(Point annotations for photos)
** begin **

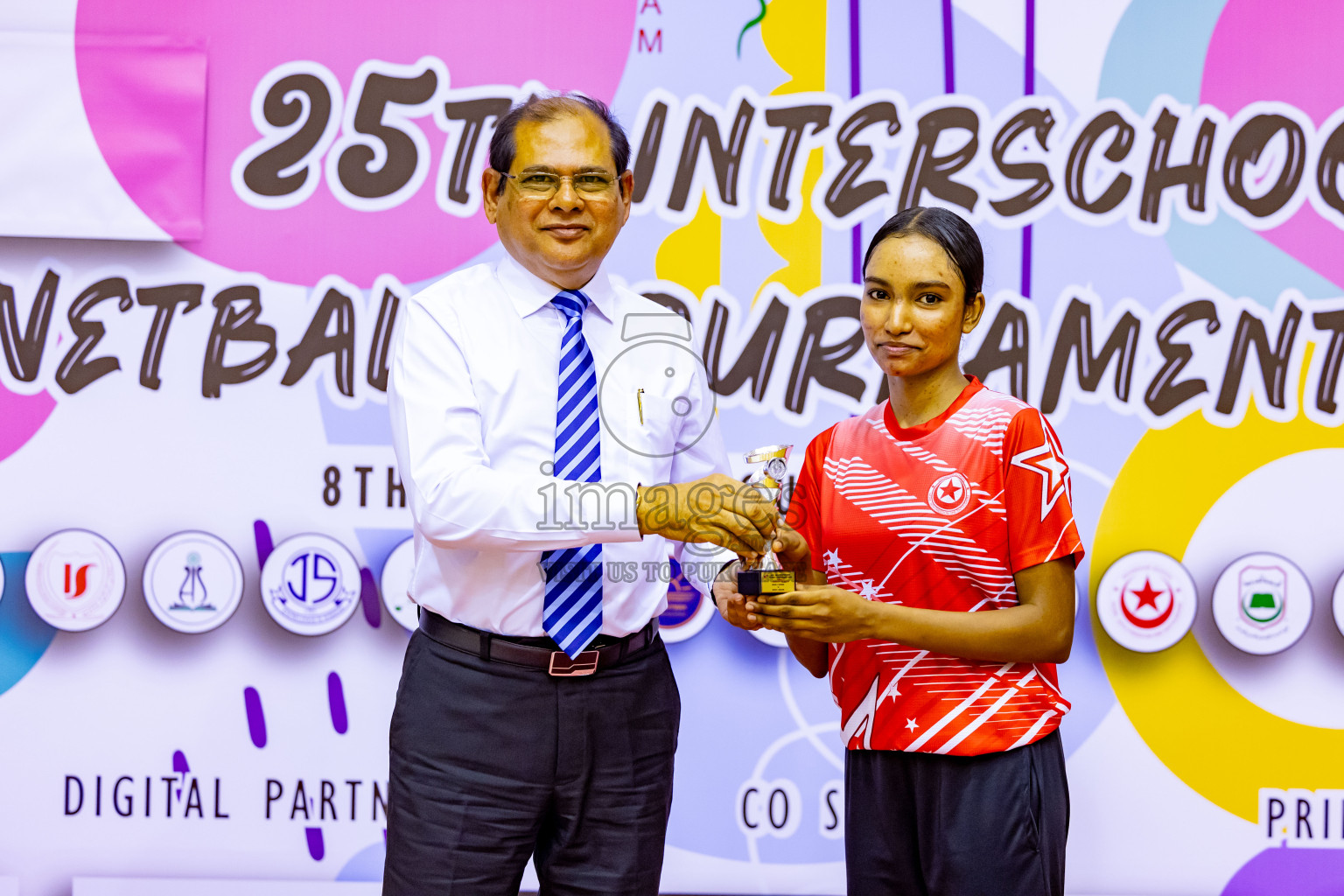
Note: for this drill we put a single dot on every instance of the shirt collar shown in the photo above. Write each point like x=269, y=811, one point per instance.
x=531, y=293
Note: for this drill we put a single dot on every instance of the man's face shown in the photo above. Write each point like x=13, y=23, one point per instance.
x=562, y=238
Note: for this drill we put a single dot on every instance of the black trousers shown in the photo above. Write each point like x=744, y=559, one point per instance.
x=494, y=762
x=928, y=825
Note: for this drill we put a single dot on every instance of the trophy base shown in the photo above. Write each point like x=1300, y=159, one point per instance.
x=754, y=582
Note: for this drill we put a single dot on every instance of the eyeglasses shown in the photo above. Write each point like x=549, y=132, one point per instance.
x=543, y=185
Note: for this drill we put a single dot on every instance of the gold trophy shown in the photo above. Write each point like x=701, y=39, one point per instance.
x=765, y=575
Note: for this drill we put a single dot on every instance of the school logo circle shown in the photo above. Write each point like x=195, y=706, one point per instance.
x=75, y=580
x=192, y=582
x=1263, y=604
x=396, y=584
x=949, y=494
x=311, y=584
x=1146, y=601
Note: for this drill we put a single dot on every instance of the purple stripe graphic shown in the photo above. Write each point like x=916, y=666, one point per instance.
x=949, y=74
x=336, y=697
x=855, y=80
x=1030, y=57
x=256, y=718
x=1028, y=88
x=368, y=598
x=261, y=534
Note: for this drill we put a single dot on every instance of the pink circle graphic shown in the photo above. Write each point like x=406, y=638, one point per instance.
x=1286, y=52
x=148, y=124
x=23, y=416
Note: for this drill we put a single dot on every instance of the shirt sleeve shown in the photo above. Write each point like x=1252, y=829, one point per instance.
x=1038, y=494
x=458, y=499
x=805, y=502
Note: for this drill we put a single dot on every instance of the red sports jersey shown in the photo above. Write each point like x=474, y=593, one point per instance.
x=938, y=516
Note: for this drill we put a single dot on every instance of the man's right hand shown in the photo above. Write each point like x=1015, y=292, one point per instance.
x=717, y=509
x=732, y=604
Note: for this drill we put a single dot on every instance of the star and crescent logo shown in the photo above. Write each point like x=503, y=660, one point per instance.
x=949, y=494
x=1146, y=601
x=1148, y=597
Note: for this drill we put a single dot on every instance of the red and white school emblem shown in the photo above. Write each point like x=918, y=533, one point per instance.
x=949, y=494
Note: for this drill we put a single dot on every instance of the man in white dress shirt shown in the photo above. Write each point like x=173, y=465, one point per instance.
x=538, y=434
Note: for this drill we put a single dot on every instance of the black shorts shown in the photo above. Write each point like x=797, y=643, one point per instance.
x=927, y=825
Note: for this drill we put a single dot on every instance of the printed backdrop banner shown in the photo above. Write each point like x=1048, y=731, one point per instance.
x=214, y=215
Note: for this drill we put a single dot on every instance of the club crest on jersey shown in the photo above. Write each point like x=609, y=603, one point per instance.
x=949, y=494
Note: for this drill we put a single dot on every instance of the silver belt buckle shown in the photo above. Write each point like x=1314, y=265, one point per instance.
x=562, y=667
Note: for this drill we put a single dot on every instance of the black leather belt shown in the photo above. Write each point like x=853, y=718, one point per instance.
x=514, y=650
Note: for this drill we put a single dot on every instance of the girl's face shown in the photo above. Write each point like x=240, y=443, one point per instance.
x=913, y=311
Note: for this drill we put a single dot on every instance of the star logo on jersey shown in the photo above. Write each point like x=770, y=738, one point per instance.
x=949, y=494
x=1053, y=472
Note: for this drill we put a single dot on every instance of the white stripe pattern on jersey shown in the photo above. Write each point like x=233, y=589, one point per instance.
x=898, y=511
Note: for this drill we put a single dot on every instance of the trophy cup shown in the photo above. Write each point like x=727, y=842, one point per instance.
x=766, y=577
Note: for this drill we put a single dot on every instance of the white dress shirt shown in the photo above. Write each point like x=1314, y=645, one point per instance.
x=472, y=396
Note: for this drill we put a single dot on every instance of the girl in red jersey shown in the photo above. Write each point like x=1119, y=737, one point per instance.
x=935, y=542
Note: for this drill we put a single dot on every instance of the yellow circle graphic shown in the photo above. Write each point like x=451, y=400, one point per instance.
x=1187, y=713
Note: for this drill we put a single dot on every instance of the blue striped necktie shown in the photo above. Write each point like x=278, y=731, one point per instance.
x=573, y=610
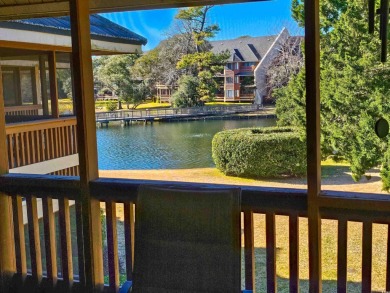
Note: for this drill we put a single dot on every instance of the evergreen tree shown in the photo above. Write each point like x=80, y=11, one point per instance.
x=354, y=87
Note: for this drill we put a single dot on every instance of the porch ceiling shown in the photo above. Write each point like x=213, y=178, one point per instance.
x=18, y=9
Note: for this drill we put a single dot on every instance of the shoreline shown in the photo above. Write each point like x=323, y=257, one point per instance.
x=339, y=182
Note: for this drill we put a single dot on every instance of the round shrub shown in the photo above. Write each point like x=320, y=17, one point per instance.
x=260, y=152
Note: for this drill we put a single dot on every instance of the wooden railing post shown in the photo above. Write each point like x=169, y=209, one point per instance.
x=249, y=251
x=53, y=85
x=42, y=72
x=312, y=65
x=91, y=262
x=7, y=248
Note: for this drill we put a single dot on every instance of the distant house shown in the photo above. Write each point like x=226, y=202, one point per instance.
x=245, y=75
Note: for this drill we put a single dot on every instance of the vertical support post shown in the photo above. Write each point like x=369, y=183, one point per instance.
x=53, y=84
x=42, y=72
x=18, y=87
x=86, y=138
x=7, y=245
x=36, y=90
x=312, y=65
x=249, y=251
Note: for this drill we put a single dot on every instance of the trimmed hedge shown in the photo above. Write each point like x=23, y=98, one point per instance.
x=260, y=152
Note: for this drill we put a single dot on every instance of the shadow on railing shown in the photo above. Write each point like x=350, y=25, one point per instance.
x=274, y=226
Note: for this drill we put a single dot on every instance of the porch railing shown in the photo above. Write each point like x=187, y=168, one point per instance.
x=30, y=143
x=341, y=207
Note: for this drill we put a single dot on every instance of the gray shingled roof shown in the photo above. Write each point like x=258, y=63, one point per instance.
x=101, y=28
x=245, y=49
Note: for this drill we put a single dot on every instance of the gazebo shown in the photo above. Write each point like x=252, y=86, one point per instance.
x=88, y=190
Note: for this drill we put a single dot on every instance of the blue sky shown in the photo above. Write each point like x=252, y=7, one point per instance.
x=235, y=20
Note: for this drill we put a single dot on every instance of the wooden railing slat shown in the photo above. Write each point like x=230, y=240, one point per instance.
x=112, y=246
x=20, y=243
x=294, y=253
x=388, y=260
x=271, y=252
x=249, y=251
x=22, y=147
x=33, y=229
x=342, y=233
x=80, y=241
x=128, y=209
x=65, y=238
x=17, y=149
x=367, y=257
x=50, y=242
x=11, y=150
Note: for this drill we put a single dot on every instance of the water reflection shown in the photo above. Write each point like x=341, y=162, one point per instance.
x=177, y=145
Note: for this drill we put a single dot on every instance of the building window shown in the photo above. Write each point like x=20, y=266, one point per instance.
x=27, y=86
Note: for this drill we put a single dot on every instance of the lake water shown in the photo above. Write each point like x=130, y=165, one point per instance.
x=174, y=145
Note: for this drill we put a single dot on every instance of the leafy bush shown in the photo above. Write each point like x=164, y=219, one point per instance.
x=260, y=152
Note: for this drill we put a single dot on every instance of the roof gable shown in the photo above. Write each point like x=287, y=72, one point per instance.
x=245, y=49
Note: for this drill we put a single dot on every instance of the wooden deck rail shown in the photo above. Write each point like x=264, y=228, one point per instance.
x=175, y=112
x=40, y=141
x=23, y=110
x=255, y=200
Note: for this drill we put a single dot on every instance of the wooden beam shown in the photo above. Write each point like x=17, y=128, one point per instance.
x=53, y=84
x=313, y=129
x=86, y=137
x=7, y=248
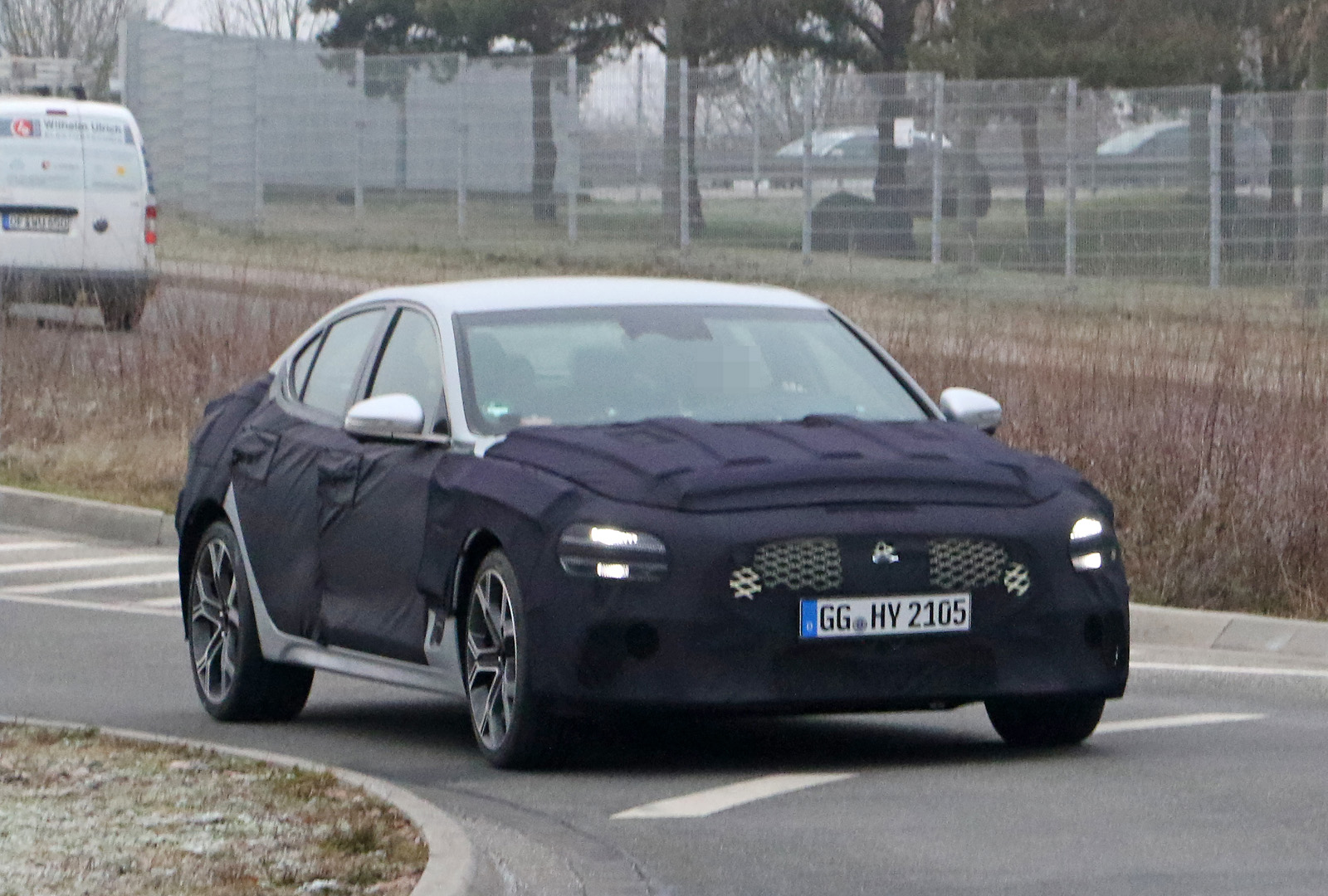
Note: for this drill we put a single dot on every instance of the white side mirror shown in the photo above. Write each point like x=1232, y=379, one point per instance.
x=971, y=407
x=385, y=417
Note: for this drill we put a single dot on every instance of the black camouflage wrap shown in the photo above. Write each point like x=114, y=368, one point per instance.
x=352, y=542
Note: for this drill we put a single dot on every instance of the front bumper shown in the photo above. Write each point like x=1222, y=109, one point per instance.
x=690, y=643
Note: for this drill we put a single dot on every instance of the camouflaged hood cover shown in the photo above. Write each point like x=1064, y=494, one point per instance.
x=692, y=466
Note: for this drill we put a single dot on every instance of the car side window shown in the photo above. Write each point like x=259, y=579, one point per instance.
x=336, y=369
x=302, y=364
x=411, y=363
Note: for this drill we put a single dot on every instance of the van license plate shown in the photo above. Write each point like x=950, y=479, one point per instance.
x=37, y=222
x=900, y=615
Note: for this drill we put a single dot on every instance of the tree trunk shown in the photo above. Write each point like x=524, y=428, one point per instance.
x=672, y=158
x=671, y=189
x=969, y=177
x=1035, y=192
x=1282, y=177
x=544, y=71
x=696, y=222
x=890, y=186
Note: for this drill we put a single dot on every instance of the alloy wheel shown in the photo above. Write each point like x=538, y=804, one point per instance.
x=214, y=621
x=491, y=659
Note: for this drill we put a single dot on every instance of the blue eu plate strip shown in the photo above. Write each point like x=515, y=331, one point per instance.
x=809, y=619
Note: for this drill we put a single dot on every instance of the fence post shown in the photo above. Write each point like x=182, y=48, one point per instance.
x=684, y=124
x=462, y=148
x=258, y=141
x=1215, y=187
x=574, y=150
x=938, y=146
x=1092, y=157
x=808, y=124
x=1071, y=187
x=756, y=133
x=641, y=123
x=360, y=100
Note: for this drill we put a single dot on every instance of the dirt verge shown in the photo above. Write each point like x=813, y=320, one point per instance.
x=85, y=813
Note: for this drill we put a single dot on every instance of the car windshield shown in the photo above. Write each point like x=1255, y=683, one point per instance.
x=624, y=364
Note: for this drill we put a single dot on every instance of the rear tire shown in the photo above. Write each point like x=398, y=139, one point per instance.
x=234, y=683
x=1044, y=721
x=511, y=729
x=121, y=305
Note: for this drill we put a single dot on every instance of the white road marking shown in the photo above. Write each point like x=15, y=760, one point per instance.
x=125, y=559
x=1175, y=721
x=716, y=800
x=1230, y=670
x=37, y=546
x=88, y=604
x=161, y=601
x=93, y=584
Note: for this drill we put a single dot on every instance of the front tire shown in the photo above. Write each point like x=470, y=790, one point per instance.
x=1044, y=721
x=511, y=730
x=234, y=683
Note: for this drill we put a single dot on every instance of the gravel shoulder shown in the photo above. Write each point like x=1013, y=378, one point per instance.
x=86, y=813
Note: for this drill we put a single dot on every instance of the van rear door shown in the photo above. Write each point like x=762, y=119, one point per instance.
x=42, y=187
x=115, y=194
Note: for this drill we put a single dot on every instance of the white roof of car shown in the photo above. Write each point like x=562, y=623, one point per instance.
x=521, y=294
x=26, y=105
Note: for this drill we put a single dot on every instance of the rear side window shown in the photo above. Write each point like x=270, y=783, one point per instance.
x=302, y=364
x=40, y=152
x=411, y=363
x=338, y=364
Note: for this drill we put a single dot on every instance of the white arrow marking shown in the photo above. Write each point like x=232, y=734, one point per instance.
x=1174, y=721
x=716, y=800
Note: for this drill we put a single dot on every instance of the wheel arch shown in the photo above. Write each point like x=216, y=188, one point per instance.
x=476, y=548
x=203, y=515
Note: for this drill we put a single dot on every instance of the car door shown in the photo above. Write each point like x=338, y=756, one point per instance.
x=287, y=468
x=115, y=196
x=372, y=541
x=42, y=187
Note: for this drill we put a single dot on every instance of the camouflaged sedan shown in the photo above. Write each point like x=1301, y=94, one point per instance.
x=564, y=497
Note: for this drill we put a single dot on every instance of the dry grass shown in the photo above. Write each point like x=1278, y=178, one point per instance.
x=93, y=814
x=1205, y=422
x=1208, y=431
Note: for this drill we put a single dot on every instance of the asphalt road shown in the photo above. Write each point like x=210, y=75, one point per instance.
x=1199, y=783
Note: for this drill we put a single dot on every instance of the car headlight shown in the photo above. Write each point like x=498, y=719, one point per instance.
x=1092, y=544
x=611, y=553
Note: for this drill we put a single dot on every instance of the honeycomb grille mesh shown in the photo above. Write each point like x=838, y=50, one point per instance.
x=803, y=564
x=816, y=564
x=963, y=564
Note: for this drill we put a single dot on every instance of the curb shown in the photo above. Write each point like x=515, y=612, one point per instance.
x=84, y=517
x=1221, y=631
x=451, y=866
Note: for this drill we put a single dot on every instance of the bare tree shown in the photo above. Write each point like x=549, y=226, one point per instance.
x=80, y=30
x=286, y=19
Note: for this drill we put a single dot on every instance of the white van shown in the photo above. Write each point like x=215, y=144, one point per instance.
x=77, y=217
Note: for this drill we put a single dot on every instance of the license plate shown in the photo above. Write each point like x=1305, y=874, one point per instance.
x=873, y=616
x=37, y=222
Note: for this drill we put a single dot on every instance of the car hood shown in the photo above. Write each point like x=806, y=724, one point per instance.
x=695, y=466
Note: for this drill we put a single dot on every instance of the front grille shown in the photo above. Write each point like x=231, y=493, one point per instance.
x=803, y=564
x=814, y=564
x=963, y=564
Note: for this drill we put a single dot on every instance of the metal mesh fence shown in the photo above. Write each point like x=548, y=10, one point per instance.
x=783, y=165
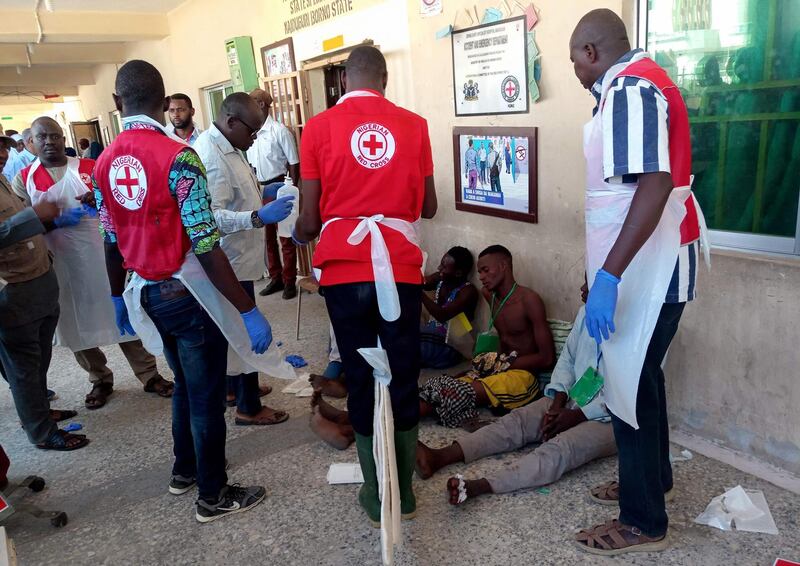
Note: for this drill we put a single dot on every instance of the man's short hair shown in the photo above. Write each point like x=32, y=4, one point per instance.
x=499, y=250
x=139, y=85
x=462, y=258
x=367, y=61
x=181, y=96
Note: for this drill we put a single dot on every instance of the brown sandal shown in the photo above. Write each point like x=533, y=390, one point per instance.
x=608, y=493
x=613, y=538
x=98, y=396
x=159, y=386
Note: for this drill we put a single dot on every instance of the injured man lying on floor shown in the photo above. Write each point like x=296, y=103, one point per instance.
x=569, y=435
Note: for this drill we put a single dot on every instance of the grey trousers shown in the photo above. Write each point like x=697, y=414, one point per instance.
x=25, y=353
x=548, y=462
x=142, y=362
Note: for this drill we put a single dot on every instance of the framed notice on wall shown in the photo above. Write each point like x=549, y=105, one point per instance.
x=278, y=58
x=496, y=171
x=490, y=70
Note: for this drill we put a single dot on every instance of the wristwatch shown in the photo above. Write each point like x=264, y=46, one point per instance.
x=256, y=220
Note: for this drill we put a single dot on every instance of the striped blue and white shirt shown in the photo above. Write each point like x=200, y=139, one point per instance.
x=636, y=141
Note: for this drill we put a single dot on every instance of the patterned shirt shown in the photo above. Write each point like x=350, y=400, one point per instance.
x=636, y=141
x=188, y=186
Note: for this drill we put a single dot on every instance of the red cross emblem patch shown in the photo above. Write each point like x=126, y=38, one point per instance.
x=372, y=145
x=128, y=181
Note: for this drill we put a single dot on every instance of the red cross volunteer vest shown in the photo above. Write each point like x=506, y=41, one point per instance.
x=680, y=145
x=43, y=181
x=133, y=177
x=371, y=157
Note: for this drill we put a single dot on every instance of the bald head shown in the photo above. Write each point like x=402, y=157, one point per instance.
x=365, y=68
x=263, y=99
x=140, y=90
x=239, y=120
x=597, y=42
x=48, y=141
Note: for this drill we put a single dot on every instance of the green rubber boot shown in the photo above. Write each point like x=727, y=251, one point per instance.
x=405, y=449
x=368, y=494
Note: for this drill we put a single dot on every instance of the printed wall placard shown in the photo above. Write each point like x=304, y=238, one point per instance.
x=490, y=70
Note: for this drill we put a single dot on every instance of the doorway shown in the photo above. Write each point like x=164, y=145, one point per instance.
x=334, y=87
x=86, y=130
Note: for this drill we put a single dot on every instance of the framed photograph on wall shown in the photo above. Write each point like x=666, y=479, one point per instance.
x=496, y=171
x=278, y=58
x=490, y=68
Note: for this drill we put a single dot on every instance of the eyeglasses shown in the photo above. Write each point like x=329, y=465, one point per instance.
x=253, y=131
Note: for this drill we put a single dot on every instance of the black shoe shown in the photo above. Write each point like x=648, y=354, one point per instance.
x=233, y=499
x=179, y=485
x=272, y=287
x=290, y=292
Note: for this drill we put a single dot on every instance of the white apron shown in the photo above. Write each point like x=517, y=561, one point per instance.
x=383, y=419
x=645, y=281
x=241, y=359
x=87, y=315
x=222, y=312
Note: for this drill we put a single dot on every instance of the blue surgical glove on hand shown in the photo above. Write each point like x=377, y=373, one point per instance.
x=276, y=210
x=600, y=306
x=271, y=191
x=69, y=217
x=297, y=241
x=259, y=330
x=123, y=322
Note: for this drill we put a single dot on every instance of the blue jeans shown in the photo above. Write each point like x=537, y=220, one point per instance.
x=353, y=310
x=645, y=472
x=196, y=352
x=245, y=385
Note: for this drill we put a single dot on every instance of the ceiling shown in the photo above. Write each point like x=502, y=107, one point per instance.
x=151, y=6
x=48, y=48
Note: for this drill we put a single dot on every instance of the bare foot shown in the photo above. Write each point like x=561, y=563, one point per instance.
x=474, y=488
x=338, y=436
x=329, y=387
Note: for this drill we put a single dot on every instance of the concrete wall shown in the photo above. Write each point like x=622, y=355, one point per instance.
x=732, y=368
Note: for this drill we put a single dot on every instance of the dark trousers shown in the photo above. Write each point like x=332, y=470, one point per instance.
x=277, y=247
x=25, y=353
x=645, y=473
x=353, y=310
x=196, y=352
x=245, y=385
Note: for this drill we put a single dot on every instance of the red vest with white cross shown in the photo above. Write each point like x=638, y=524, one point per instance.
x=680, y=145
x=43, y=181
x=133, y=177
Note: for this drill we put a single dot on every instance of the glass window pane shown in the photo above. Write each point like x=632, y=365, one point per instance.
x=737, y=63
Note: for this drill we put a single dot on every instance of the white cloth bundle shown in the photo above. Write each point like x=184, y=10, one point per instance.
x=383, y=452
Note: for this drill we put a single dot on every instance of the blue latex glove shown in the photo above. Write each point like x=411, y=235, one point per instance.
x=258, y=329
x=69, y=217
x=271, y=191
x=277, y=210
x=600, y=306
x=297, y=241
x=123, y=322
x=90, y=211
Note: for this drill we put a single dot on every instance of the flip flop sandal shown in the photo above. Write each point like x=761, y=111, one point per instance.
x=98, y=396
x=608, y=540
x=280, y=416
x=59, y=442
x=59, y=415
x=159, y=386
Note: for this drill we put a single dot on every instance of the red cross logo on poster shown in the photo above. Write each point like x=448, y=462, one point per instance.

** end **

→ What the exercise asks
Return every line of the records word for word, from the line containing "y=331, one point per instance." down to the line containing "x=360, y=100", including both of those lines.

→ Full response
Note: for this drill we put a single dot on every instance of the blue eu plate strip shown in the photo above. Write each point like x=515, y=331, one point per instance.
x=809, y=619
Note: for this drill we put a single dot on every instance of the fence post shown in the photo above. Write each point like x=182, y=48, one point per instance.
x=684, y=124
x=462, y=148
x=258, y=141
x=1215, y=187
x=574, y=150
x=938, y=146
x=1092, y=157
x=808, y=124
x=1071, y=187
x=756, y=133
x=641, y=123
x=360, y=100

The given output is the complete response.